Document passage:
□ □ □ □ □ □ □

0 Replies Latest reply on Aug 18, 2010 5:57 AM by Fuxianjun

    OpenCL in neuronetwork


      I am programming Neuronetwork algorithm with OpenCL and encounting some problem.

      Part of my algorithm is like this:
      For example the neuronetwork is x-y-z, it means there are a input vector with length of x, a middle  vector with length of y and a output  vector with length of z, also there are two matrixes of which factors' values are specified.
      The first matrix's dimension is y*x and the second is z*y . Since then, the  algorithm is: step1 , middle-vector=first-matrix * inputvector; step2, output-vector=second-matrix * middle-vector. Surely ,there are bias and activation functions in Neuronetwork, but for the sake of predigesting,  they are ignorable.
      In OpenCL programming , I can seperate this two steps  in two kernels then global_work_sizes are y and z respectively. However, what I use is OpenCL.NET, if the algorithm is in two kernels , consumed time would get longer.
      So, I can only implement the algorithm in one kernel.
      My problem are:
      1. How to specify global_work_size ? If global_work_size=max(y,z) , there are |y-z| workitems will be wasted in one step, will this work well ?
      2. Before calculate step2, all factors of middle-vector must be figured out. So it need a synchronization function here. However , you told me there is no  global synchronization so far in GPGPU programming, so I can only use one work-group to work. But CL_DEVICE_MAX_WORK_GROUP_SIZE of my GPU is 256,  workitems can be used in my algorithm are limited. Is my analysis correct ?
      3. For multiply matrix by vector, I counted out that GPU's operation speed is just several multiple of CPU's ,whatever how big the matrix is. Am I right ?

□ □ □ □ □ □ □

Recorded data

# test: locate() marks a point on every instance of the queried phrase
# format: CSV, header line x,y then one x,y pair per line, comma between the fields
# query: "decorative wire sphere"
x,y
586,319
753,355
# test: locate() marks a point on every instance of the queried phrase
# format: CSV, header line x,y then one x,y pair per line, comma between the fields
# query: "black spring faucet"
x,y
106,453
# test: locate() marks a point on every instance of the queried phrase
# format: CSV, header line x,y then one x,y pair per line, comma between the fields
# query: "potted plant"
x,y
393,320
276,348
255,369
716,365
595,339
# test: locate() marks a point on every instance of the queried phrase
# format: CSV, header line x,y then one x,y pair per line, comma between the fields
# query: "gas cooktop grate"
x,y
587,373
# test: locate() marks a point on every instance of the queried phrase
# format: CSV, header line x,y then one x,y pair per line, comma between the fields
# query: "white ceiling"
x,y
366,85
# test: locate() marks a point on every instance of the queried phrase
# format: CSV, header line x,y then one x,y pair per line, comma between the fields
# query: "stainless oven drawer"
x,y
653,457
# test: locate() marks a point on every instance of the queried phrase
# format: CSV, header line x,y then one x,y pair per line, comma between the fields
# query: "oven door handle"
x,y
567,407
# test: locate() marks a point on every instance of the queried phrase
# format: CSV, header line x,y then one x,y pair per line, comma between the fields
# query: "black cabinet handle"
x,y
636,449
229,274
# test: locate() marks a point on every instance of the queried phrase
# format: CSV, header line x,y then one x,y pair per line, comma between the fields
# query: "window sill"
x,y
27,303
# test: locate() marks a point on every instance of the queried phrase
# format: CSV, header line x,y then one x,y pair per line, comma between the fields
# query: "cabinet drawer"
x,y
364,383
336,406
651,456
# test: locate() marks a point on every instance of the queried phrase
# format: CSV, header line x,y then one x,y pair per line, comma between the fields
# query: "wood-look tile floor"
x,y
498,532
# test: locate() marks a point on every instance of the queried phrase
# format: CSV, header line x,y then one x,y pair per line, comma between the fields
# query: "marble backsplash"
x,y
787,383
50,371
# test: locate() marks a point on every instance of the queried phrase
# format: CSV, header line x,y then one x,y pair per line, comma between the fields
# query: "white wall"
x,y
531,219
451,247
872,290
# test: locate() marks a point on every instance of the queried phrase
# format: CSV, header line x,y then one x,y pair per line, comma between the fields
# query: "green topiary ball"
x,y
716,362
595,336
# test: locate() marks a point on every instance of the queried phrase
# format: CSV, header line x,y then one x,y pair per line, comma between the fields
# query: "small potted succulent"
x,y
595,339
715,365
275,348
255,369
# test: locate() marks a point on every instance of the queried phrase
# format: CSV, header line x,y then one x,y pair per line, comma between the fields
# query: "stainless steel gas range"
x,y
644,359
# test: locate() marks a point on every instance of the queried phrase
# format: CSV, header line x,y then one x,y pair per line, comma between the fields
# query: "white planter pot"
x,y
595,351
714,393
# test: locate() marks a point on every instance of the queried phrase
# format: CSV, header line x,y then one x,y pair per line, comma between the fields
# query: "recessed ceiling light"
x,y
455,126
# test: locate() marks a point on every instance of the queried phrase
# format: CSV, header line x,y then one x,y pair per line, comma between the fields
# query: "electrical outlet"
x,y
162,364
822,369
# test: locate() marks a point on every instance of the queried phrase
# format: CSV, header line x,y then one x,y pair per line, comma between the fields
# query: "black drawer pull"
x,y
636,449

□ □ □ □ □ □ □

Task details: Quote the OpenCL forum post, everything from "Part of my algorithm" down to "would get longer.". You won't need the records for this.

Written answer:
Part of my algorithm is like this:
      For example the neuronetwork is x-y-z, it means there are a input vector with length of x, a middle  vector with length of y and a output  vector with length of z, also there are two matrixes of which factors' values are specified.
      The first matrix's dimension is y*x and the second is z*y . Since then, the  algorithm is: step1 , middle-vector=first-matrix * inputvector; step2, output-vector=second-matrix * middle-vector. Surely ,there are bias and activation functions in Neuronetwork, but for the sake of predigesting,  they are ignorable.
      In OpenCL programming , I can seperate this two steps  in two kernels then global_work_sizes are y and z respectively. However, what I use is OpenCL.NET, if the algorithm is in two kernels , consumed time would get longer.